* [Text shown]
__________
A detailed description of MERS-CoV evolution is useful to assess public health risks, to help identify the source of new infections, and to detect viral adaptation to human transmission. In this report, we advance our knowledge of the MERS-CoV outbreak with complete or partial MERS-CoV genome sequences obtained directly from 32 recent MERS patient samples from cases between July and September 2013, bringing the total available MERS-CoV genomic sequences to 65 (37% of the 178 MERS cases reported globally).
RESULTS
Phylogenetic analysis.
All PCR-confirmed MERS case samples from Saudi Arabia were processed for whole-genome deep sequencing (14, 15), adding 32 new MERS-CoV genome sequences to the publically available data set. The phylogenetic relationship of all MERS-CoV genomes was inferred from the 33 previously published genomes (2, 10, 14–16) and 32 new sequences (Fig. 1). The previously described Al-Hasa clade (17) has expanded, with 6 new members. The Riyadh_3 clade, which includes virus from a Qatari patient diagnosed in London (15) and a United Arab Emirates patient diagnosed in Munich (16) (Fig. 1), has increased to 9 members since the previous report (17) and includes new viruses from Riyadh, Wadi-Ad-Dawasir, and Ta'if. The Buraidah_1 variant (Fig. 1), first observed with Buraidah_1_2013, has now expanded to include a virus from Ta'if, two viruses from Khamis Mushait in the southern province of Asir, and the UAE_Dubai_France_patient_1 virus identified in a United Arab Emirates (UAE) patient in Valenciennes, France.
Most of the new genomes cluster with the previous singleton Hafr-Al-Batin_1_2013 genome, which appeared in the northeast of Saudi Arabia on 4 June 2013 (Fig. 1). The later Hafr-Al-Batin cases include a family cluster of MERS cases. Sequences were obtained from three contacts of the index case (Hafr-Al-Batin_4, Hafr-Al-Batin_5, and Hafr-Al-Batin_6) and a contact of Hafr-Al-Batin_6 (Hafr-Al-Batin_2). The four contact sequences cluster together. The close similarity between the Hafr-Al-Batin clade viruses and Riyadh_12_2013 (Fig. 1) indicates a possible link between these cases that has not been revealed epidemiologically. Viruses from recent Madinah cases (Madinah_1_2013 and Madinah_3_2013) and three Riyadh viruses (Riyadh_13-2013, Riyadh_14_2013, and Riyadh_15_2013) cluster closely. In addition, two virus genomes from Qatar MERS patients in October 2013 (10) also cluster in the Hafr-Al-Batin_1 clade. No additional genomes were found in clade A or in the Bisha_1/Riyadh_1 clade.
A time-resolved phylogeny was generated from all epidemiologically unlinked viruses with genome coverage of >30%. The geographical locations of the ancestral viruses were coestimated and marked by color coding in the phylogenetic tree (Fig. 2), leading to a prediction that the ancestors of most of the viral clades originated in Riyadh.
Evolutionary rate.
__________
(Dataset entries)

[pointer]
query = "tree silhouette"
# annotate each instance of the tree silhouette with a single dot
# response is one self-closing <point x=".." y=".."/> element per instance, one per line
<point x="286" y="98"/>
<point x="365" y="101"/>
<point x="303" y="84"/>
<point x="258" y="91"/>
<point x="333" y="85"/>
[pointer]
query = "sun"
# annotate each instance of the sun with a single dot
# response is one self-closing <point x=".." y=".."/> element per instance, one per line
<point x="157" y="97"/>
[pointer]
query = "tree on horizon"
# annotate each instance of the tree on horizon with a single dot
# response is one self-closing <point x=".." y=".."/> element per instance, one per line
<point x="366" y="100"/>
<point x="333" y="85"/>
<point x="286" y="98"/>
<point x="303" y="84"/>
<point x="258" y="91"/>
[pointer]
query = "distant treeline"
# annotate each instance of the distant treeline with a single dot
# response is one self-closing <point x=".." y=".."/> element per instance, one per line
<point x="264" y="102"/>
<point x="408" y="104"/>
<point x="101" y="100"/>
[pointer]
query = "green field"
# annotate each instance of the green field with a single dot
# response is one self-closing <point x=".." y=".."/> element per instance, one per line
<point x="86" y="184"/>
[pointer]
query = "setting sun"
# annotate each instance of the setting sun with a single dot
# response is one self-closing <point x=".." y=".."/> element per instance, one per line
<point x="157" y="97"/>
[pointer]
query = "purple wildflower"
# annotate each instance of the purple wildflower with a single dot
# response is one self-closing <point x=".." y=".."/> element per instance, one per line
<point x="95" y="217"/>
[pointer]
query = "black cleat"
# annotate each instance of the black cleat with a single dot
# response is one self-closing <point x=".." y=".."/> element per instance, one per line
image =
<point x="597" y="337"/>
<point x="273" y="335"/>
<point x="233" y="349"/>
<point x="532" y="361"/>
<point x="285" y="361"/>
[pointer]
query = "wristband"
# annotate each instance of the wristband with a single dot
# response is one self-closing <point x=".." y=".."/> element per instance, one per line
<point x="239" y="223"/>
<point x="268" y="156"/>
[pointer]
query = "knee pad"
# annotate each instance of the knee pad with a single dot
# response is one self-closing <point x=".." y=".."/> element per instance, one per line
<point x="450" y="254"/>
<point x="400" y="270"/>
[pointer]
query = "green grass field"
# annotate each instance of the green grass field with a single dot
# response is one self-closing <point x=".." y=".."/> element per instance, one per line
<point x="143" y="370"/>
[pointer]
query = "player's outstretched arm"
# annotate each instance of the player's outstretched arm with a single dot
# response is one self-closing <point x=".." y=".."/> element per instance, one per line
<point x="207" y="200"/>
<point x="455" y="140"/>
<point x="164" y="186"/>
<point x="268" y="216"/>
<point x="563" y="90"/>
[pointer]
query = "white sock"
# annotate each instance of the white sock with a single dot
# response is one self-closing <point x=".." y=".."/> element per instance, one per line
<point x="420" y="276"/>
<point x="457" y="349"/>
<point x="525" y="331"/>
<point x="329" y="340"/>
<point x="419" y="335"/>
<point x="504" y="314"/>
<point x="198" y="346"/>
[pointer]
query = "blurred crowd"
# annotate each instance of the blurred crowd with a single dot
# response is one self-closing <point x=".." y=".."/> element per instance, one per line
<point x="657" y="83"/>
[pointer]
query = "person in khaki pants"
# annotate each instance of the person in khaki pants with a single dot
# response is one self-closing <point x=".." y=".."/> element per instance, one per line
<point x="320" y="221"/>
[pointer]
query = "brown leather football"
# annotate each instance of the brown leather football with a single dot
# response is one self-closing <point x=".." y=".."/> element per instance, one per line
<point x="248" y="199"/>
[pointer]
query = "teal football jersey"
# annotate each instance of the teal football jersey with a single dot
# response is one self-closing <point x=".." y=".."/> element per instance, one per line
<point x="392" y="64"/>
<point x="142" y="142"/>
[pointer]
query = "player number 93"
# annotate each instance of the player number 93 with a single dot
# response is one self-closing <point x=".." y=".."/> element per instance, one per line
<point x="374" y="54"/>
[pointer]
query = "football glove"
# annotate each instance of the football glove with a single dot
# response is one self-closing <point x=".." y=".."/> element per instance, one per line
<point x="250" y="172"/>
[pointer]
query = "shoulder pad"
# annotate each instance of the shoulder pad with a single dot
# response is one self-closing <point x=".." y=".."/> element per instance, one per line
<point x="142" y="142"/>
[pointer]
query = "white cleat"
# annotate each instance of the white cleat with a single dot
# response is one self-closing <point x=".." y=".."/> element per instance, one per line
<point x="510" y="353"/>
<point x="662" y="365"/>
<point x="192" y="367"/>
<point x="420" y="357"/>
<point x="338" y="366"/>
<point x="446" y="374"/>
__________
* [Work to be completed] Write the next part of the MERS-CoV genome report, continuing after its last line. The records have no connection to the MERS-CoV genome report.

* [Task answer]
A critical feature of an emerging virus is how quickly it is changing. The evolutionary rate for the updated set of 42 epidemiologically unlinked MERS-CoV genomes was estimated as 1.12 × 10−3 substitutions per site per year (95% credible interval [95% CI], 8.76 × 10−4; 1.37 × 10−3), bringing the time to most recent common ancestor (tMRCA) for clade B (all MERS-CoV except clade A) to March 2012 (95% CI, December 2011; June 2012). This is within the credible interval bounds of the previous estimation (17). Two codon positions in the MERS-CoV genome exhibit evidence of episodic selection using mixed effects model of evolution (MEME; see Materials and Methods), spike codon 1020 (P = 0.014) and, more weakly, spike codon 158 (P = 0.059). Furthermore, under an alternative selection analysis method (fast unconstrained Bayesian approximation [FUBAR]), spike codon 509 is suggested to be under positive selection.
Population size.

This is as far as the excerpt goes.